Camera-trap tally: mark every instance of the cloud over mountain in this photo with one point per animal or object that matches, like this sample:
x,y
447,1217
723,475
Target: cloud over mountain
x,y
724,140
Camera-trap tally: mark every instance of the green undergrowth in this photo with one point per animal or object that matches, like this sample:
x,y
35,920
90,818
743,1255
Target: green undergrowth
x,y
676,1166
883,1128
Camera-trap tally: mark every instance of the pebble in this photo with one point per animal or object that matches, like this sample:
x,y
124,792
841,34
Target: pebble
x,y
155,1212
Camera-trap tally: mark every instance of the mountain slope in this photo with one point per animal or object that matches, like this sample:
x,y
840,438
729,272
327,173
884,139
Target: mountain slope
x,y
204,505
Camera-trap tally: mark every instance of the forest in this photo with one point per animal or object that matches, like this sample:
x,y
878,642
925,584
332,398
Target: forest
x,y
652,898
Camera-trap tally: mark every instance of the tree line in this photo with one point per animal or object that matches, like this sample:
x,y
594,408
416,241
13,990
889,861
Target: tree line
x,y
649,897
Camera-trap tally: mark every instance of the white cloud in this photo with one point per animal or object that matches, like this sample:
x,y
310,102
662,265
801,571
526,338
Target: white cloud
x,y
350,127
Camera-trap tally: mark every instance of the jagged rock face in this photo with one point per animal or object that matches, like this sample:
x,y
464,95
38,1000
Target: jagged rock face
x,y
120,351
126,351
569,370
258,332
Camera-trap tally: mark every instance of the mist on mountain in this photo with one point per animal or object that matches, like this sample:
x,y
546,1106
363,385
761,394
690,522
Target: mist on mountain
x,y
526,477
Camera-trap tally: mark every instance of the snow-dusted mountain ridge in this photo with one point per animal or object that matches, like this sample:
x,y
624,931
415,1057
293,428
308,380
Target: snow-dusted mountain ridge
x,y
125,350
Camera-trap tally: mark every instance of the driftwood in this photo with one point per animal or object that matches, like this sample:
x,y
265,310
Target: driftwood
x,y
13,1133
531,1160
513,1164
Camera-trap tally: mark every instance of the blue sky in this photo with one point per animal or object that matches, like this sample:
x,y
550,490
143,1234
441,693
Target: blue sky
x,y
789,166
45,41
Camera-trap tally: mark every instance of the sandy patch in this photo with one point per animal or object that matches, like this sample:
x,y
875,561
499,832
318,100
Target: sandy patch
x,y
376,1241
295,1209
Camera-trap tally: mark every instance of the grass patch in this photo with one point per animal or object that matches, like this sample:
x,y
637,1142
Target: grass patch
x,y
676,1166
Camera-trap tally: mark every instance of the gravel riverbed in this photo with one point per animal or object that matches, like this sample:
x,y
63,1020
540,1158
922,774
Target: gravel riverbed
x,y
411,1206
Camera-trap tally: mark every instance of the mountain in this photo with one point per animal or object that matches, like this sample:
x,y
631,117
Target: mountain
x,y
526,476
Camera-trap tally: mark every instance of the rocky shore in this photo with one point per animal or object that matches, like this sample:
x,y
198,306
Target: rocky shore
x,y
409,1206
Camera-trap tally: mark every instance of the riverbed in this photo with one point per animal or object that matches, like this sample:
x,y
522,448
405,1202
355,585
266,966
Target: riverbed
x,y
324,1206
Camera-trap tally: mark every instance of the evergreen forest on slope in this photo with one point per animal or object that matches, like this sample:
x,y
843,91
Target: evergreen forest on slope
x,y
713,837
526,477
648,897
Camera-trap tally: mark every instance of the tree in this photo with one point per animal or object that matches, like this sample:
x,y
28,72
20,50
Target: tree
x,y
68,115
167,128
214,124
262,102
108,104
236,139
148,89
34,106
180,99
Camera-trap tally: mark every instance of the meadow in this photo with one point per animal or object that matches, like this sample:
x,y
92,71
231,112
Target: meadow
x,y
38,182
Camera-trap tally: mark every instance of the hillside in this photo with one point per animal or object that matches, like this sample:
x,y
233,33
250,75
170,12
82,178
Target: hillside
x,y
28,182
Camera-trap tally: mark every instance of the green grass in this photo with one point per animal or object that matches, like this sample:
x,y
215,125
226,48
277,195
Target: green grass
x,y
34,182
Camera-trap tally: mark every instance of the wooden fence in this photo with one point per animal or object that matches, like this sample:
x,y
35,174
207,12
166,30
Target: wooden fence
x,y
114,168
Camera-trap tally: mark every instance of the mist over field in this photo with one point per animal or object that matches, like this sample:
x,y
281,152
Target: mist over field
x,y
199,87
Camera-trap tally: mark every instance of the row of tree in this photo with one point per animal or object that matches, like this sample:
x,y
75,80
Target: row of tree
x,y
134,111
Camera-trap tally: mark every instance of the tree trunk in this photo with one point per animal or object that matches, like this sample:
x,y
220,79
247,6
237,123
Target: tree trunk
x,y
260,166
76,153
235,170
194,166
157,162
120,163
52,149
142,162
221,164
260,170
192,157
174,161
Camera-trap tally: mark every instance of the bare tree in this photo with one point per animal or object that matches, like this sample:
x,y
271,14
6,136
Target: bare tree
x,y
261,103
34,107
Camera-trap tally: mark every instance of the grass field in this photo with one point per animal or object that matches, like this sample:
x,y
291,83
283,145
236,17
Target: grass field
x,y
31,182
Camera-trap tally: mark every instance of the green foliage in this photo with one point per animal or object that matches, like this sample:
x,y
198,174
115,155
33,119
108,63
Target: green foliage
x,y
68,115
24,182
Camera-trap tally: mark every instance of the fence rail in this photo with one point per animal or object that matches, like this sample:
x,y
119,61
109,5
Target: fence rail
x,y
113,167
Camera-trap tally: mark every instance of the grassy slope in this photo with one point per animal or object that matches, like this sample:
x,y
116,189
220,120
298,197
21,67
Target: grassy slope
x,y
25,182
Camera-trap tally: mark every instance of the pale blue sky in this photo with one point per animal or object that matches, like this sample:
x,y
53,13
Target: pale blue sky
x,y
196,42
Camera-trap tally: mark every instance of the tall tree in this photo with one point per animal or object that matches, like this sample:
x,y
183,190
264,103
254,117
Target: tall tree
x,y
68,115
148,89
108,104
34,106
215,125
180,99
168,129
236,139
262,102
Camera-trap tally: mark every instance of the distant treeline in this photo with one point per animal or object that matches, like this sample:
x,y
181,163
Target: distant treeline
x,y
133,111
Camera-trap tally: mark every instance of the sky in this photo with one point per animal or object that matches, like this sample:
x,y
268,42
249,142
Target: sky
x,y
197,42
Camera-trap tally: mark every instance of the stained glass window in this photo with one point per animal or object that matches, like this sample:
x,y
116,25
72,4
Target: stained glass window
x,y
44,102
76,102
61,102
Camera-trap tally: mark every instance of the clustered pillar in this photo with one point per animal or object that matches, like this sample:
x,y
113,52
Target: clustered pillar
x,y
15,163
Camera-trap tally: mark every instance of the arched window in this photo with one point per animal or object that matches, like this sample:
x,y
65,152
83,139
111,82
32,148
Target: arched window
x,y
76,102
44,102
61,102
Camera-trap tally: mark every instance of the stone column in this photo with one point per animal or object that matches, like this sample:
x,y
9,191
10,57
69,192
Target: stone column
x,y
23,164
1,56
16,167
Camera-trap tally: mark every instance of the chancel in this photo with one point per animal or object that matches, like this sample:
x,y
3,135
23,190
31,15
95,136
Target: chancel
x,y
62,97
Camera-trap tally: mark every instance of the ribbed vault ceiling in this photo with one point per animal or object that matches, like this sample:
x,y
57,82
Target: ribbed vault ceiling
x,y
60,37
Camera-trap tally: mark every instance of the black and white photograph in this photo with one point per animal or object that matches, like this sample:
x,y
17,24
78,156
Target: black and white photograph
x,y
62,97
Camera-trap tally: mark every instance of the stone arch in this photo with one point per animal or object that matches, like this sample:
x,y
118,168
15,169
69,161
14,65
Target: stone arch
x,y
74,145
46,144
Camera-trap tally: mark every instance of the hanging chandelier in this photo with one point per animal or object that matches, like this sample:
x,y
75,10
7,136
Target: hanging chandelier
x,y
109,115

---

- **GOAL**
Reproduce nothing but the lines from the line containing "Camera-trap tally: mark every instance of the black" to the last line of the data, each exactly as written.

- **OUTPUT OF THE EXERCISE**
Camera-trap tally: mark every instance of the black and white photograph in this photo with one point per animal or object that matches, like this sample:
x,y
17,24
78,156
Target: black and white photograph
x,y
62,97
Camera-trap tally: mark every instance of the stone arch in this photo with one point per animal or object that matches, like this sample:
x,y
118,168
15,169
69,161
14,65
Target: stone arch
x,y
74,145
46,144
Camera-trap tally: mark every instance of the hanging chandelier in this photo with one point per animal or object that matches, like this sample:
x,y
75,10
7,136
Target: hanging chandelier
x,y
109,115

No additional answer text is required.